Saved entries:
----------

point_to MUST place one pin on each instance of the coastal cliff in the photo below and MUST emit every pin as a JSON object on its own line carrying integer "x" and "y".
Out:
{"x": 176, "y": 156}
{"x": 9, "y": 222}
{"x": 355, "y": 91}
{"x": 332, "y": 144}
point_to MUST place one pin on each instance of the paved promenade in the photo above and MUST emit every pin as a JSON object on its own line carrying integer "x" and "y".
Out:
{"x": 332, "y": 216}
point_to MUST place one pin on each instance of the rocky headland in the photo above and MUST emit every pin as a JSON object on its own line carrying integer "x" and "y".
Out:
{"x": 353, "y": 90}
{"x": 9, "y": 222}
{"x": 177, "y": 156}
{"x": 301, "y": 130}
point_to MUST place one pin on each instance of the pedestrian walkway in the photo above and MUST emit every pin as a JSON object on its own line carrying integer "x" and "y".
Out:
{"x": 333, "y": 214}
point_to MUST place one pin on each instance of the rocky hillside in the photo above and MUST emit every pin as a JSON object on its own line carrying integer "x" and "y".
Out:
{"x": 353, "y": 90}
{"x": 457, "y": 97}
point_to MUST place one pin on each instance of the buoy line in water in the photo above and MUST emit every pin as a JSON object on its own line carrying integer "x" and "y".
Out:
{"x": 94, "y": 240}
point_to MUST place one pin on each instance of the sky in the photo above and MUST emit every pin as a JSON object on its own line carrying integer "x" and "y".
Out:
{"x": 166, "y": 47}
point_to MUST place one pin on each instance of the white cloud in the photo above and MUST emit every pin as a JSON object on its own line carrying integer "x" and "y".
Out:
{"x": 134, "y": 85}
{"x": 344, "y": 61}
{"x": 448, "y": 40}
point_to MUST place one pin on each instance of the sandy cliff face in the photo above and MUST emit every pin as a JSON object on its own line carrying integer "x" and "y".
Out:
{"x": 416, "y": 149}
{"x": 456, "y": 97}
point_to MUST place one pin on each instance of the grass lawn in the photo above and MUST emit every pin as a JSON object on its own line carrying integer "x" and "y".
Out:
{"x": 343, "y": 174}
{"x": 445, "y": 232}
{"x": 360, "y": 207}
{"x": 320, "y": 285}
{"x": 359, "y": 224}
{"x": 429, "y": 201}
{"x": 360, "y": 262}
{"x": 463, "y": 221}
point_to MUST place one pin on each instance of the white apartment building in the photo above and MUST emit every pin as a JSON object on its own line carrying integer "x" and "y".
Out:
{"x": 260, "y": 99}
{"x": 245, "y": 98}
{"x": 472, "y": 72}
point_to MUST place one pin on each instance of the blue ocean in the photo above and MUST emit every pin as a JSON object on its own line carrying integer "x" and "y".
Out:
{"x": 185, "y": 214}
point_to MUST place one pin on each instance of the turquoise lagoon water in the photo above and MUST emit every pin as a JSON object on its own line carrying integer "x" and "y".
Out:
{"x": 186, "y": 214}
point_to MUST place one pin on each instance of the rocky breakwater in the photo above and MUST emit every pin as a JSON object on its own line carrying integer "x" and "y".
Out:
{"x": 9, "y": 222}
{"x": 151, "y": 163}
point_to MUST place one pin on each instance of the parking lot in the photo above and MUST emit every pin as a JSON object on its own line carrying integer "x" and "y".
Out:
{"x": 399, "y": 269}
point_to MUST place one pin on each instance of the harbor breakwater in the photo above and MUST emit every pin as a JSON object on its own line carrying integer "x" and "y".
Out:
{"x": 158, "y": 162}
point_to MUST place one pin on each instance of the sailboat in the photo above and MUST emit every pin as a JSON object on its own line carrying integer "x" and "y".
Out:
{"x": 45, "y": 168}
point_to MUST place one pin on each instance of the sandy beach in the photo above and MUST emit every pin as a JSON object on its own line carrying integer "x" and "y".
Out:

----------

__Description of the task__.
Looking at the data above, count each line that holds the word "sandy" and report the count alone.

__Final answer__.
2